## Written tasks
**A)** Pick out every line in the entries that contains the word "wine", and copy those lines.
**B)** Write the next part of the notes about a Ted Chiang story and the L.A.con IV book discussions, starting after their final sentence.

## Provided passage
* * *
What's Expected of Us (story pointer by Mark R. Leeper):

Evelyn points out to me a rather good very story by Ted Chiang that shows up at a science site. It sort of takes an idea from Isaac Asimov and looks at its implications. It really is not so much a story as a situation. It is the kind of thing I try to do in my editorials. But for those who like my sort of musings, but done in story form, there is "What's Expected of Us" at:

http://www.nature.com/news/2005/050704/pf/436150a_pf.html

[-mrl]

[And for those who really like Ted Chiang's writing, here's a chance to read one of all all-too-infrequent works. -ecl]


One Book Worldcon (comments by Evelyn C. Leeper):

Well, four books really. L.A.con IV will be having four discussion groups for classic science fiction works: Robert A. Heinlein's SPACE CADET, Aldous Huxley's BRAVE NEW WORLD, C. L. Moore's "No Woman Born", and Jules Verne's TWENTY THOUSAND LEAGUES UNDER THE SEA. People who attending may want to get started reading these now. (I just read BRAVE NEW WORLD last year, so I can concentrate on the other three.)

"No Woman Born" is available in several anthologies, including Groff Conklin's TREASURY OF SCIENCE FICTION, Damon Knight's TOMORROW X 4, Isaac Asimov's THE GREAT SF STORIES 6 (1944), and THE BEST OF C. L. MOORE.
* * *
Rows from a pointing dataset
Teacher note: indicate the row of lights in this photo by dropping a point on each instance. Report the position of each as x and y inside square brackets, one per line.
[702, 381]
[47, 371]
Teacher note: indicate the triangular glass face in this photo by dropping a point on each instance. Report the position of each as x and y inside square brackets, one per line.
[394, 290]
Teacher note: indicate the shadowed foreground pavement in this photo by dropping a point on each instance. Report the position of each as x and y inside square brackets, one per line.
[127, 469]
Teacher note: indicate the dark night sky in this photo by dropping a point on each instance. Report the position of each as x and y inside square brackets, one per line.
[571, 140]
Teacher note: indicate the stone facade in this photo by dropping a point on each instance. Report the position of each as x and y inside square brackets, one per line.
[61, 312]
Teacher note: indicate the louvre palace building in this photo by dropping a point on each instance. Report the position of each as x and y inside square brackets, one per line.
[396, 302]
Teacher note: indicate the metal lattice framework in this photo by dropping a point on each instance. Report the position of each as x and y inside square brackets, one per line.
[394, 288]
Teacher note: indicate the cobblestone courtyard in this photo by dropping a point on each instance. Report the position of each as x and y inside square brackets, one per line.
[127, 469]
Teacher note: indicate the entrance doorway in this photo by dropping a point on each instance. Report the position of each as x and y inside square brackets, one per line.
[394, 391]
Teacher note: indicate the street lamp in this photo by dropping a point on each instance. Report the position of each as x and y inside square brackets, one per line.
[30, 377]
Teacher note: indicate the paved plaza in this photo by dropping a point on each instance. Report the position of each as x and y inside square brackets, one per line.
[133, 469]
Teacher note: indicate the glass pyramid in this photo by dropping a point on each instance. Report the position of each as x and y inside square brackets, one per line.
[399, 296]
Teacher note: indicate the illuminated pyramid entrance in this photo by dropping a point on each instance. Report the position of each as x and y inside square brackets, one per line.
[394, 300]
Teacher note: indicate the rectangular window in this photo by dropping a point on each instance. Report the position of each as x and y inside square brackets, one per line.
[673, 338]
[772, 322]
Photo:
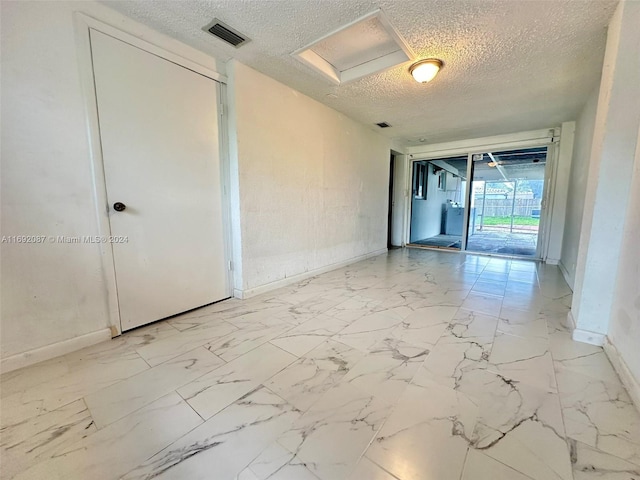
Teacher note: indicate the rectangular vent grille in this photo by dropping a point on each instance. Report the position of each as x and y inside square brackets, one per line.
[226, 33]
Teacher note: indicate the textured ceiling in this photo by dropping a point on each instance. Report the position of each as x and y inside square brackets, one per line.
[509, 65]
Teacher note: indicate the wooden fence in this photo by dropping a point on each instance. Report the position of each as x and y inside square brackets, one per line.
[498, 207]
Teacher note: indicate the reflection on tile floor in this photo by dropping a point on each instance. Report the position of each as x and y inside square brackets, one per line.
[416, 365]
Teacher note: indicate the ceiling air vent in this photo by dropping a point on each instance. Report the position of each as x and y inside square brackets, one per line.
[226, 33]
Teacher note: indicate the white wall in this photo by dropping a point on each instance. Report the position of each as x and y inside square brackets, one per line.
[51, 292]
[609, 182]
[624, 327]
[399, 200]
[577, 187]
[313, 184]
[562, 172]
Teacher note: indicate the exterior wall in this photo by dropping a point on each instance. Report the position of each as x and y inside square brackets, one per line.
[577, 187]
[313, 184]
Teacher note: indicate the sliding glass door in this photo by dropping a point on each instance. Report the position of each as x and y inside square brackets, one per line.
[506, 194]
[438, 203]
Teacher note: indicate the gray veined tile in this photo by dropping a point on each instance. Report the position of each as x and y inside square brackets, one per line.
[526, 325]
[224, 445]
[120, 399]
[468, 325]
[460, 356]
[305, 381]
[509, 348]
[600, 414]
[521, 426]
[581, 358]
[367, 470]
[114, 450]
[368, 330]
[424, 326]
[524, 360]
[187, 340]
[89, 370]
[483, 303]
[308, 335]
[387, 370]
[490, 286]
[352, 308]
[216, 390]
[20, 380]
[29, 442]
[333, 434]
[592, 464]
[427, 434]
[278, 463]
[246, 339]
[481, 467]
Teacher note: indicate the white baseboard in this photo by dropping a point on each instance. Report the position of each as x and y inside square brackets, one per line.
[565, 274]
[624, 372]
[252, 292]
[591, 338]
[48, 352]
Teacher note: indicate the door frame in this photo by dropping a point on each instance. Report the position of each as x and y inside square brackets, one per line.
[470, 147]
[544, 231]
[83, 23]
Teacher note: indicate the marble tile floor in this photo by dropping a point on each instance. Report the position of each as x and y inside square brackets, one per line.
[414, 365]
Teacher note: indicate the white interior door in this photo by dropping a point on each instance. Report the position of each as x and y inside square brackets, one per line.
[160, 145]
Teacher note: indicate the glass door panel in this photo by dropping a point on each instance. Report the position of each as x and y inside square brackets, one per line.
[506, 202]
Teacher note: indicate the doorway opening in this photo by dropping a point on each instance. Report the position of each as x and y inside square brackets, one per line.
[438, 202]
[507, 191]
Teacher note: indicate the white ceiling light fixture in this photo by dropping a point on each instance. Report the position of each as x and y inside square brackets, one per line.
[425, 70]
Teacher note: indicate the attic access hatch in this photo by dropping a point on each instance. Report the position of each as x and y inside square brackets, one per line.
[366, 46]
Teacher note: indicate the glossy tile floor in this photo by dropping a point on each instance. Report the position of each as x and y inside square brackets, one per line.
[412, 365]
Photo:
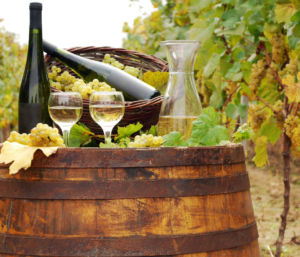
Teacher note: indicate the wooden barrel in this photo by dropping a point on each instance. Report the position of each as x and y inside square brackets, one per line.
[129, 202]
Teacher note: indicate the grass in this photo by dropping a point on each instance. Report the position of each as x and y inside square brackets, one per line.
[267, 198]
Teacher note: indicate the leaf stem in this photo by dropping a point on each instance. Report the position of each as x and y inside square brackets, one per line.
[229, 97]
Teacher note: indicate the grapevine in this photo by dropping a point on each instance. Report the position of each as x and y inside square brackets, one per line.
[291, 122]
[278, 107]
[258, 71]
[278, 48]
[258, 115]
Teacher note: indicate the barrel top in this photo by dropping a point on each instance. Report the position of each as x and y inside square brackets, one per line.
[138, 157]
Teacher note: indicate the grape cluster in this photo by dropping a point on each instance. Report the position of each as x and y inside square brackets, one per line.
[257, 73]
[230, 87]
[69, 83]
[258, 115]
[296, 137]
[42, 135]
[269, 74]
[278, 48]
[129, 69]
[290, 69]
[146, 140]
[278, 106]
[291, 122]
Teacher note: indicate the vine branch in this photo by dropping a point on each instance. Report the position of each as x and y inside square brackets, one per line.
[286, 161]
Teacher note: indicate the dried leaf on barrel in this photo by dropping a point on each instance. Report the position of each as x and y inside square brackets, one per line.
[21, 155]
[157, 79]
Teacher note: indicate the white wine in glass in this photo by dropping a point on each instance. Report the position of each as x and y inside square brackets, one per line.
[65, 110]
[107, 109]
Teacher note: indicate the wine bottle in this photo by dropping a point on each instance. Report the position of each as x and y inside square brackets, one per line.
[35, 88]
[88, 70]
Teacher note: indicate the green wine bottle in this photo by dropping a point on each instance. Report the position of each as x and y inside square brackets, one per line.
[35, 88]
[132, 88]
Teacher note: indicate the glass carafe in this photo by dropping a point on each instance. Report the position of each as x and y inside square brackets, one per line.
[181, 104]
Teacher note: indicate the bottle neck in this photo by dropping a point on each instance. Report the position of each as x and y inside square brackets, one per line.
[35, 45]
[35, 19]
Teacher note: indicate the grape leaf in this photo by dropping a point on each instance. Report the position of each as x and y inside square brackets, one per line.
[244, 132]
[21, 155]
[230, 18]
[201, 30]
[128, 130]
[174, 139]
[206, 131]
[269, 130]
[212, 64]
[233, 111]
[261, 157]
[79, 135]
[284, 12]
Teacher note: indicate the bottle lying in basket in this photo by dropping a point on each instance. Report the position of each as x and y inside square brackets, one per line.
[133, 88]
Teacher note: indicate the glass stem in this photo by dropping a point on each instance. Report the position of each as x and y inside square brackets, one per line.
[107, 135]
[66, 137]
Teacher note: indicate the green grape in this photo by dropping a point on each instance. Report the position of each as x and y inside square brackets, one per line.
[278, 48]
[257, 73]
[291, 122]
[279, 116]
[258, 115]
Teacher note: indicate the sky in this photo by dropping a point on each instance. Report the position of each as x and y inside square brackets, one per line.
[80, 23]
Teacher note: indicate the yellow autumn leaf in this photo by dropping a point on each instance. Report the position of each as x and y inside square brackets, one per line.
[261, 157]
[157, 80]
[292, 89]
[21, 155]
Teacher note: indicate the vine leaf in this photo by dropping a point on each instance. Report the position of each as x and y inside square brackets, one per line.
[174, 139]
[261, 157]
[233, 111]
[292, 89]
[79, 135]
[21, 155]
[284, 12]
[206, 130]
[244, 132]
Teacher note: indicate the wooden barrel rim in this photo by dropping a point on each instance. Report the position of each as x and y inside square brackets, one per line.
[132, 246]
[101, 190]
[138, 157]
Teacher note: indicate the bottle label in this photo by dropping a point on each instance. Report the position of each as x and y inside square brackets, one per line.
[29, 116]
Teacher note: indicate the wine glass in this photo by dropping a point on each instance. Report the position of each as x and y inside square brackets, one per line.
[65, 110]
[107, 109]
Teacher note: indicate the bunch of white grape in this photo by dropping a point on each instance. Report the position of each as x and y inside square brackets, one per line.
[146, 140]
[42, 135]
[68, 83]
[129, 69]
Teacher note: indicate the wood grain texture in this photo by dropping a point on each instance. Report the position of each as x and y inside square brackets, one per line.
[170, 202]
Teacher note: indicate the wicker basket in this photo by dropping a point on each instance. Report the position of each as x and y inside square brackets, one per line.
[144, 111]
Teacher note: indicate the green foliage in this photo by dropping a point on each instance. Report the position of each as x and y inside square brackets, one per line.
[12, 64]
[235, 35]
[174, 139]
[244, 132]
[80, 135]
[128, 131]
[206, 130]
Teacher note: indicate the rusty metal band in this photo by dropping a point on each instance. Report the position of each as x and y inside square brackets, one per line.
[130, 246]
[127, 189]
[142, 157]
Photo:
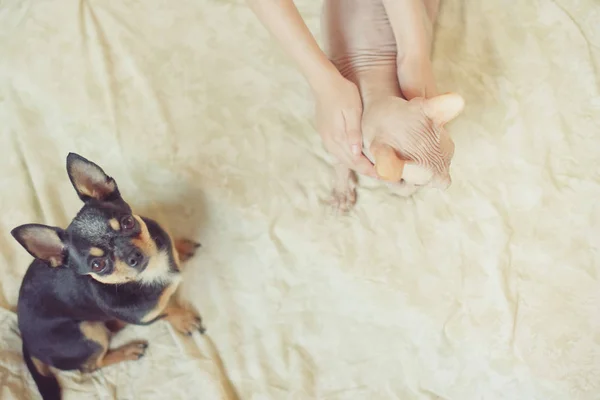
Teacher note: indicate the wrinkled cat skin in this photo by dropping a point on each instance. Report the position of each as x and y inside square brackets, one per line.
[384, 47]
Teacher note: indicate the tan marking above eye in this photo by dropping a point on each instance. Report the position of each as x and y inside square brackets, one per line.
[114, 224]
[96, 252]
[144, 242]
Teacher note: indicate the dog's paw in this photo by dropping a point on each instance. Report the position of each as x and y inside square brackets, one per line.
[186, 249]
[133, 350]
[186, 322]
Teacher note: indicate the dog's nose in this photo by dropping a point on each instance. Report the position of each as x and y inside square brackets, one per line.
[135, 258]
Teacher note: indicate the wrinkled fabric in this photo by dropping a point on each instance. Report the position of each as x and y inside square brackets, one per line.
[489, 290]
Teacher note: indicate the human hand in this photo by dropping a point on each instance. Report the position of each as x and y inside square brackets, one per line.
[408, 139]
[338, 120]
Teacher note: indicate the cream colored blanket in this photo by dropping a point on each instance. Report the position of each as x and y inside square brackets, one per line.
[490, 290]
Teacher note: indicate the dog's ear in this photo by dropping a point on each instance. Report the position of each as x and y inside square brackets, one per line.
[90, 181]
[42, 242]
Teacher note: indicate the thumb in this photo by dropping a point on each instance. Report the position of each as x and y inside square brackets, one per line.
[353, 131]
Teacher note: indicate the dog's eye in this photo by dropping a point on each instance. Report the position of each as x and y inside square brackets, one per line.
[127, 223]
[99, 264]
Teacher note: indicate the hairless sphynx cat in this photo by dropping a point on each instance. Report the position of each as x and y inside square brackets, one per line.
[384, 47]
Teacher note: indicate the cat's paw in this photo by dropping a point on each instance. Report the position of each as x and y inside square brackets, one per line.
[342, 201]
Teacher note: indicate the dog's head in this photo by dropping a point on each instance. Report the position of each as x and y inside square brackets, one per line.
[106, 240]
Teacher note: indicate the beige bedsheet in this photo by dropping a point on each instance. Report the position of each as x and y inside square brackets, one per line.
[487, 291]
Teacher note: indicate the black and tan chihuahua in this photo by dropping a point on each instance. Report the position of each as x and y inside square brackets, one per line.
[109, 268]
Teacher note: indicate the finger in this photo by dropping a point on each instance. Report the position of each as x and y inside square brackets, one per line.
[363, 166]
[353, 131]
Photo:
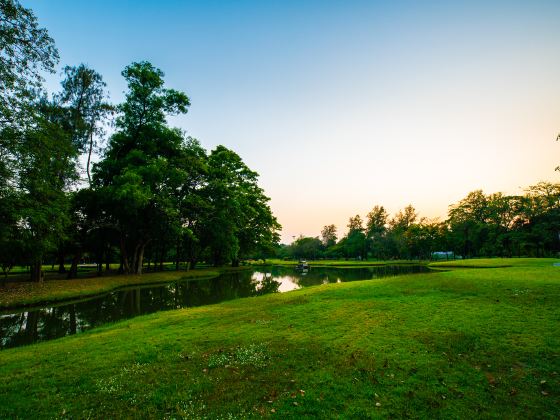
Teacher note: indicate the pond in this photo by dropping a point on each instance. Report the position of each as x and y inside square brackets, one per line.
[31, 325]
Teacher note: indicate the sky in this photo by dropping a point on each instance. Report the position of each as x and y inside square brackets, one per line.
[343, 105]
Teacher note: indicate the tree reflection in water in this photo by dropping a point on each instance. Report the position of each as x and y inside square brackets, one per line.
[51, 322]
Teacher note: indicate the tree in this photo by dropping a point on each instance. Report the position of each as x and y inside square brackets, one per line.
[84, 96]
[239, 220]
[355, 224]
[376, 222]
[376, 227]
[46, 167]
[139, 174]
[25, 51]
[328, 235]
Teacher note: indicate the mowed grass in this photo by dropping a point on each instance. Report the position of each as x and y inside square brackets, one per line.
[454, 344]
[30, 293]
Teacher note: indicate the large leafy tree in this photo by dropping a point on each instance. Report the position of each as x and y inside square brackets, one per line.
[140, 172]
[26, 50]
[239, 220]
[84, 96]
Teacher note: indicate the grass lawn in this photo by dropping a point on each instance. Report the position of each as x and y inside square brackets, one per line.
[454, 344]
[29, 293]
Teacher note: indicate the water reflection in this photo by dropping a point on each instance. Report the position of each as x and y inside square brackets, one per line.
[51, 322]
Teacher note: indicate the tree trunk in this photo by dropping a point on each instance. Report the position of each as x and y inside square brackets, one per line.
[73, 323]
[61, 267]
[125, 266]
[37, 271]
[140, 259]
[89, 155]
[73, 273]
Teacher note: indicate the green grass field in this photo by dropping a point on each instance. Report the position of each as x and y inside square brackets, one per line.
[461, 343]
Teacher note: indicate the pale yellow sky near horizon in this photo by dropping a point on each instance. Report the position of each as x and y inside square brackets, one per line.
[340, 106]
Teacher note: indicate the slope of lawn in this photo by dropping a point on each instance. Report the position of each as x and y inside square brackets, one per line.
[454, 344]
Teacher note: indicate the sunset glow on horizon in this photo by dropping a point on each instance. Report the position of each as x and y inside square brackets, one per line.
[340, 106]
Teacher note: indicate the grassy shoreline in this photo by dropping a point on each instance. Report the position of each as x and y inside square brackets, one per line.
[458, 343]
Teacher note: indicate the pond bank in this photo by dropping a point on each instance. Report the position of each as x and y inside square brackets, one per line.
[456, 344]
[24, 294]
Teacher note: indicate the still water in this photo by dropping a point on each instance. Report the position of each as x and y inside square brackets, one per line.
[49, 322]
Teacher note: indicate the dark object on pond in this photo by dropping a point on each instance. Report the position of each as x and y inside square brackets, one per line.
[30, 325]
[302, 265]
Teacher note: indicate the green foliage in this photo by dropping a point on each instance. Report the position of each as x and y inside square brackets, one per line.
[25, 51]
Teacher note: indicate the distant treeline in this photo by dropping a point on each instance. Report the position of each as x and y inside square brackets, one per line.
[478, 225]
[155, 194]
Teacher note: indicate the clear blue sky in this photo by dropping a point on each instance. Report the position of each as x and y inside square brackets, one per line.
[341, 105]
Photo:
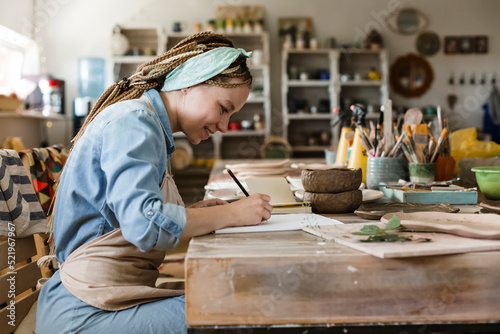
* * *
## Exercise answers
**A)**
Teacher note: indicate the white wine in glass in this photo by dropping a point on each instance. Report the position of each as x and y inside square brackets, one per line.
Teacher note: indicate the wine bottle in this photo by dropping a point on each instance. Report the position of each as x and y inside square brackets, one per line.
Teacher note: indicate the green wine bottle in this photo by dropping a point on each instance. Report the position of each as x and y inside square brackets, one per line.
Teacher note: indicate the wine glass in this photo by dropping a point on each instance. Report the position of each as x and y inside square brackets, one per line.

**B)**
(For those who have not heard of the "One Book" program--which is really for cities and states, not for conventions--there is more information at http://www.loc.gov/loc/cfbook/one-book.html.) [-ecl]


Belated Comments on the Academy Awards (comments by Mark R. Leeper):

This week's editorial was going to be about politics. But I have been hitting that subject fairly heavily of late so I will give people a one-week reprieve. I didn't talk much about my reaction to the Academy Awards and it occurs to me that I have some things that I want to say about that. Let's see if I have a whole editorial's worth.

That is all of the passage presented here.